> _WHAT YOU WILL DO_:
Update the items below by replacing "Annotation spec v3.2" with "Annotation spec v3.3" wherever it occurs, and reproduce every line otherwise unchanged.

# start of DATA EXCERPTS

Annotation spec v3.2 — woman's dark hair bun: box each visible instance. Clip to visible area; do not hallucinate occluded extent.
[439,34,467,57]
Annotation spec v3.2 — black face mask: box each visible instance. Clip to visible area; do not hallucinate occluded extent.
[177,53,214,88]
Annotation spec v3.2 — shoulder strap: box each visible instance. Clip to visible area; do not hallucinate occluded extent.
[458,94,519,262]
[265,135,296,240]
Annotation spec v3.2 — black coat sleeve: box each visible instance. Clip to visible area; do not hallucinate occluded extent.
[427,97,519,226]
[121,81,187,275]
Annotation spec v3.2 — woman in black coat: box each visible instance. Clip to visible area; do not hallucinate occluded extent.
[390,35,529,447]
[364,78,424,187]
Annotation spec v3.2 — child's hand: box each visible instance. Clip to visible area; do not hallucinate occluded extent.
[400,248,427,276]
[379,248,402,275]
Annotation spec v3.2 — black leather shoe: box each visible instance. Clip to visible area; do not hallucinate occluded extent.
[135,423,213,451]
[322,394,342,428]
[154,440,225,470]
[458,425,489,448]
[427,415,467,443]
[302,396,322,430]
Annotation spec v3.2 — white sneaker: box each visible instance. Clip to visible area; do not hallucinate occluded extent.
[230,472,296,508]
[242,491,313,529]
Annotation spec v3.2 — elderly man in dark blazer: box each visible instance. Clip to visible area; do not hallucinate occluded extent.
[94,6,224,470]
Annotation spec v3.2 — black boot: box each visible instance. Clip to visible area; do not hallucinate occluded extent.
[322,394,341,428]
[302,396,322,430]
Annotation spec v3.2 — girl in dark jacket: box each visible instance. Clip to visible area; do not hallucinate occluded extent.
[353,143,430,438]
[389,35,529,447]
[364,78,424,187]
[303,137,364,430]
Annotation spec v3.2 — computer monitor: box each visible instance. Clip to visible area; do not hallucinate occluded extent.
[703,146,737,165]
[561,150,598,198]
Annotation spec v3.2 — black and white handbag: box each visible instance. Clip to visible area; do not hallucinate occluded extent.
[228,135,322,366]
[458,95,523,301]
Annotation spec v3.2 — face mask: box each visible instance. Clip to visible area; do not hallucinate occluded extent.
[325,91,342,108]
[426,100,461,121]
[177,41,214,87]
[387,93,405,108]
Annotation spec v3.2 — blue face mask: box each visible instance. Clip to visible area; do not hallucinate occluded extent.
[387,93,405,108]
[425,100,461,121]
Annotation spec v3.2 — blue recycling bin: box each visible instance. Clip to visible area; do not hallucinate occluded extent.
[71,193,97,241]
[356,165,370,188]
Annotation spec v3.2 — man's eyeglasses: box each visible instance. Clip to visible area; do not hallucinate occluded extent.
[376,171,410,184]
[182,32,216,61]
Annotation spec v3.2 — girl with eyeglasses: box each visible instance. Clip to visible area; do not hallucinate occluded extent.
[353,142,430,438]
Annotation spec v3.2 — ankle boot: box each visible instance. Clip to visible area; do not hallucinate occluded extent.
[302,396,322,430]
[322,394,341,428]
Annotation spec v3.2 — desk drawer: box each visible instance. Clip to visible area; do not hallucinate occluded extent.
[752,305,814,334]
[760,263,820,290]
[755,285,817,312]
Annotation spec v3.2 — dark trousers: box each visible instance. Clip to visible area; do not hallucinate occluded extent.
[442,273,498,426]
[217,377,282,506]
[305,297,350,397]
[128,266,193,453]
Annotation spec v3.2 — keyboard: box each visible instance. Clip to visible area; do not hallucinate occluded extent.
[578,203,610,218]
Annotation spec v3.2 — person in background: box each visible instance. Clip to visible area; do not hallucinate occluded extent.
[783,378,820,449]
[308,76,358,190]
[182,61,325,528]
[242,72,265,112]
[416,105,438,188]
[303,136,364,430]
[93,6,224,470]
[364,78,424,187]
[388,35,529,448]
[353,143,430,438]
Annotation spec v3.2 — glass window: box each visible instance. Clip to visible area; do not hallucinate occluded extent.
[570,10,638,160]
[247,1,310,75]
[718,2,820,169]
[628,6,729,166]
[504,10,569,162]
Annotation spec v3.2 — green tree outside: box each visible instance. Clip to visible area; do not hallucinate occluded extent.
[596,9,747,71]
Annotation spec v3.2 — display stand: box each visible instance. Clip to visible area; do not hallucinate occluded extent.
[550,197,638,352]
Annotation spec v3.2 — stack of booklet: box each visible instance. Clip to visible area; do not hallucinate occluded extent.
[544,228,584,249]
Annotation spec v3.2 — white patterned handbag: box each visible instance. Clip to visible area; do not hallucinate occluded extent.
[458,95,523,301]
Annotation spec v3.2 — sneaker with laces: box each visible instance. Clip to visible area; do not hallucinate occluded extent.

# end of DATA EXCERPTS

> _RESULT FOR THIS EXERCISE_:
Annotation spec v3.3 — woman's dark hair bun: box each visible instance. Clip to visible area; do not hallucinate occluded extent.
[439,34,467,57]
Annotation spec v3.3 — black face mask: box each visible instance. Clip to visible area; do not hallucinate occluded extent.
[177,53,214,88]
Annotation spec v3.3 — shoulder strap: box each visible instance. Clip to visible area; do not hallucinate occluded extent.
[458,94,519,262]
[265,135,296,240]
Annotation spec v3.3 — black coat sleeve: box each visible instance. Clip to visible area; do not hallucinate occluded extent.
[427,97,519,226]
[121,81,187,275]
Annotation spec v3.3 — woman in black coat: box each visible instance. Clip to visible area; do not hallucinate occluded extent.
[390,35,529,447]
[364,78,424,187]
Annotation spec v3.3 — child's hand: box each visible instance. Clip to visible area; do not hallucinate occluded extent.
[400,248,427,276]
[379,248,402,275]
Annotation spec v3.3 — black leather shoe: box each visible instance. Clip to visible area; do not hallucinate occluded extent.
[135,423,213,451]
[322,394,342,428]
[154,440,225,470]
[458,425,489,448]
[427,415,467,443]
[302,396,322,430]
Annotation spec v3.3 — white sneaker: box each visible instance. Clip to visible area; do not hallucinate occluded extent.
[230,472,296,508]
[242,491,313,529]
Annotation spec v3.3 — elderly man in dark blazer: box each visible instance. Clip to visible area; do not hallucinate occluded extent.
[94,6,224,470]
Annotation spec v3.3 — black boot: box each visible instance. Clip to visible area; do not hallucinate occluded extent.
[322,394,341,428]
[302,396,322,430]
Annotation spec v3.3 — girl in dark jacket: box each visible instance. Clip to visible area; do not hallucinate occluded extent.
[353,143,430,438]
[389,35,529,447]
[364,78,424,187]
[303,137,364,430]
Annotation spec v3.3 — computer monitor: box each visible instance. Clip to visible area; do not hallucinate occluded extent.
[703,146,737,165]
[561,150,598,198]
Annotation spec v3.3 — black and white handbag: box each visible instance. Clip to visible area; do not hallucinate occluded extent.
[228,135,322,366]
[458,95,523,301]
Annotation spec v3.3 — face mask: box each visible instance. Clip to visible area; do not hallucinate occluded extent.
[325,91,342,108]
[426,100,461,121]
[177,41,214,87]
[387,93,405,108]
Annotation spec v3.3 — blue face mask: box each visible instance. Clip to visible area; do not hallucinate occluded extent.
[387,93,405,108]
[425,100,461,121]
Annotation spec v3.3 — blue recycling bin: box each visible instance. Clip to visible area; do not hallucinate occluded extent.
[71,193,97,241]
[356,165,370,188]
Annotation spec v3.3 — man's eyeglasses: box each visible instance. Clip to visible area; do not hallucinate occluded extent.
[376,171,410,184]
[182,32,216,61]
Annotation spec v3.3 — girl with eyeglasses: box each visible instance. Clip to visible area; do not hallucinate occluded extent.
[353,142,430,438]
Annotation spec v3.3 — ankle boot: box each visible instance. Clip to visible area; do not hallucinate occluded extent.
[302,396,322,430]
[322,394,341,428]
Annotation spec v3.3 — desk drawer: box each visible instance. Clip to visible area; do not hallucinate occluded extent.
[752,305,814,334]
[760,263,820,290]
[755,285,817,312]
Annotation spec v3.3 — dark trousers: box each visible instance. Clip to visible area; do not hallucinate occluded extent.
[442,273,498,426]
[217,377,282,506]
[305,297,350,397]
[128,266,193,453]
Annotation spec v3.3 — keyboard: box each visible instance. Clip to visible area; do not hallucinate occluded extent.
[578,203,610,218]
Annotation spec v3.3 — person in background: box each visible instance. Clip to visible area; do not hallucinate occluded extent.
[783,378,820,449]
[308,76,358,190]
[182,61,325,528]
[242,72,265,112]
[416,105,438,188]
[303,136,364,430]
[93,6,224,470]
[364,78,424,187]
[388,35,529,448]
[353,143,430,438]
Annotation spec v3.3 — glass window: box each visible instance. Clip to visible area; do not hallucinate occluded extent.
[570,10,638,160]
[247,1,310,75]
[718,2,820,169]
[628,6,729,166]
[504,10,569,162]
Annotation spec v3.3 — green tree outside: box each visible instance. Clip to visible area; do not hallucinate occluded extent.
[596,9,747,71]
Annotation spec v3.3 — display stand: box each visible instance. Clip to visible area; do not hallucinate occluded extent.
[550,197,638,352]
Annotation spec v3.3 — stack of booklet: box each visible instance. Clip to visible area; do not hallucinate occluded extent.
[544,228,584,249]
Annotation spec v3.3 — white patterned handbag: box each visible instance. Clip to visible area; do not hallucinate occluded extent.
[458,95,523,301]
Annotation spec v3.3 — sneaker with laces: box each visible instance. Clip to visible area; do not hallucinate occluded extent.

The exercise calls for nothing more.